SOURCE EXCERPT

————————

An oil well flares off excess methane in the desert east of Farmington, New Mexico. (Courtesy of Michael Eisenfeld)

An oil well flares off excess methane in the desert east of Farmington, New Mexico. (Michael Eisenfeld)

Dino Grandozi reports for The Washington Post:
Amid an effort by the Trump administration to ease rules on the oil and gas sector, 26 companies said they will take voluntary steps to ratchet down emissions on a potent greenhouse gas the Obama administration tried to regulate.

The week, the American Petroleum Institute, the largest oil and gas lobbying group in Washington, announced the launch of a program aimed at reducing emissions of methane from oil and natural gas production.
“The program overall is set up to continuously improve the environmental performance for onshore operators throughout the country through the process of learning, collaborating and taking action,” said Erik Milito, director of upstream and industry operations for API. “This is a very robust program.”
However, some environmental groups called the initiative, titled The Environmental Partnership, too little, too late given the industry’s embrace of Trump’s deregulatory agenda.
“It’s somewhat amazing that the industry hasn’t already put forward its own standard,” said Chase Huntley, director of energy and climate at The Wilderness Society.
Oil and gas firms participating in the program, which includes heavyweights like Chevron, BP, Royal Dutch Shell and ExxonMobil onshore subsidiary XTO Energy, have agreed to cut pollution by monitoring and repairing leaks and replacing or retrofitting “high-bleed” pneumatic controllers, identified by the Environmental Protection Agency as a top spot for the release of methane.”It’s a very targeted, surgical approach,” Milito said.

————————

DIRECTIVE 1
Answer these questions about the methane emissions article.
(a) How many companies said they would take voluntary steps to reduce emissions?
(b) Which group announced the launch of The Environmental Partnership?
(c) What equipment does the Environmental Protection Agency identify as a top spot for the release of methane?

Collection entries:
————————

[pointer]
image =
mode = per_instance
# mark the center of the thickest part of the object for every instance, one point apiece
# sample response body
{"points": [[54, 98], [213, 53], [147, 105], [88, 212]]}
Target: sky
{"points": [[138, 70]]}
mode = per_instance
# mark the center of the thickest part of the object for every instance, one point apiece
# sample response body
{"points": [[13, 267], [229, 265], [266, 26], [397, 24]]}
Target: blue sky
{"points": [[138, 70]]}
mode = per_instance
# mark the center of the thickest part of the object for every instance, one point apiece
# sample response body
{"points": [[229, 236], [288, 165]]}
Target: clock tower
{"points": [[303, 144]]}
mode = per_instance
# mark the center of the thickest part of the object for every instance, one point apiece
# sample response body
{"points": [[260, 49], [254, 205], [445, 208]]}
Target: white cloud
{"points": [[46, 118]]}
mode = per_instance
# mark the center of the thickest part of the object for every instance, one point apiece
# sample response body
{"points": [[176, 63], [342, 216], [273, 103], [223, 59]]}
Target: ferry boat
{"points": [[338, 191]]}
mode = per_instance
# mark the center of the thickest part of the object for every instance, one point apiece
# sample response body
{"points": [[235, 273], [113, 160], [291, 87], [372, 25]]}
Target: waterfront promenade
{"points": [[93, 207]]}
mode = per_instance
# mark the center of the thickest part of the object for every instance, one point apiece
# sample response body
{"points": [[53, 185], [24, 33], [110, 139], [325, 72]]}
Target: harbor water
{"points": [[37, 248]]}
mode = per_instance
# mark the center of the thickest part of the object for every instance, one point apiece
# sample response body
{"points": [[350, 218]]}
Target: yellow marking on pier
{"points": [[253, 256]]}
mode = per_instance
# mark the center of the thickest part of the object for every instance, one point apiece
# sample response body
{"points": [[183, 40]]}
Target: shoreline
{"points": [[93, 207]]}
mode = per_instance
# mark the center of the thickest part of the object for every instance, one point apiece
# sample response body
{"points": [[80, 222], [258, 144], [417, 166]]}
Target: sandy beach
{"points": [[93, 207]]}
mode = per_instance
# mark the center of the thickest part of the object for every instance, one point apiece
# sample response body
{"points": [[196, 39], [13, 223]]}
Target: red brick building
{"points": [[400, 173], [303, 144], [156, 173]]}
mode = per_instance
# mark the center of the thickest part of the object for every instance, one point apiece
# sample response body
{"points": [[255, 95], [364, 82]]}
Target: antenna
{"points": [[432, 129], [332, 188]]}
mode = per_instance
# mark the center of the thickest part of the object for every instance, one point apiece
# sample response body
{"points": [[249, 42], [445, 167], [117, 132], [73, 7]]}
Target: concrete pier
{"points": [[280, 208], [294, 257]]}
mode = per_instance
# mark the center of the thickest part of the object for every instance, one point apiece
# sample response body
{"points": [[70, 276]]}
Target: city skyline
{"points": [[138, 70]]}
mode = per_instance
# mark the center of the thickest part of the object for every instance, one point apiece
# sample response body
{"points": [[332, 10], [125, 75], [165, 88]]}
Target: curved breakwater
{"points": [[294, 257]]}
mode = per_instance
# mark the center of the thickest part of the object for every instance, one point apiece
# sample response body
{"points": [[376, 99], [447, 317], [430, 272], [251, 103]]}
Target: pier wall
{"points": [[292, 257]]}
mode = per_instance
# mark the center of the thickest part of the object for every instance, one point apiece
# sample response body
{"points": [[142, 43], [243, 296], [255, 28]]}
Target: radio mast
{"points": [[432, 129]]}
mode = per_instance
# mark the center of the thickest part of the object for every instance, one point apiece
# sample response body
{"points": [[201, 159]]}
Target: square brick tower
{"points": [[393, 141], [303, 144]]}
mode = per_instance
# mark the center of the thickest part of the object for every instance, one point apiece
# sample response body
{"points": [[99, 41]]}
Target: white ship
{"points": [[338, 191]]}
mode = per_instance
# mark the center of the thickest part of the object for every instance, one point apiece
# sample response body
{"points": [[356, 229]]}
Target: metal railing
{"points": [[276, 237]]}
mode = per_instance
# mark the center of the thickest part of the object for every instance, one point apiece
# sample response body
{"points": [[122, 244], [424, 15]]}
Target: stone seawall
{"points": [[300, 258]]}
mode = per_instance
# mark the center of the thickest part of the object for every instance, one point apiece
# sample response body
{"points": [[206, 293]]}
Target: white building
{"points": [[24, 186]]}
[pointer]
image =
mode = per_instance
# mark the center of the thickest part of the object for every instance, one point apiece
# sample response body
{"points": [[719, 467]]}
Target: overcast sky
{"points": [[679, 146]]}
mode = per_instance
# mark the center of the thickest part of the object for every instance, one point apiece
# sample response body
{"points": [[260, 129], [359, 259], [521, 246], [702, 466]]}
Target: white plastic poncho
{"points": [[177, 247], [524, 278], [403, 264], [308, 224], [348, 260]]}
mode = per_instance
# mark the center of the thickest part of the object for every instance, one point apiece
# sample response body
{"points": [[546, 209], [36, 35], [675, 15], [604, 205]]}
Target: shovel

————————

DIRECTIVE 2
Gather every line of the rows that contains the string "tower". Case counts.

FULL SOLUTION 1
(a) 26 companies.
(b) The American Petroleum Institute.
(c) "High-bleed" pneumatic controllers.

FULL SOLUTION 2
Target: clock tower
Target: square brick tower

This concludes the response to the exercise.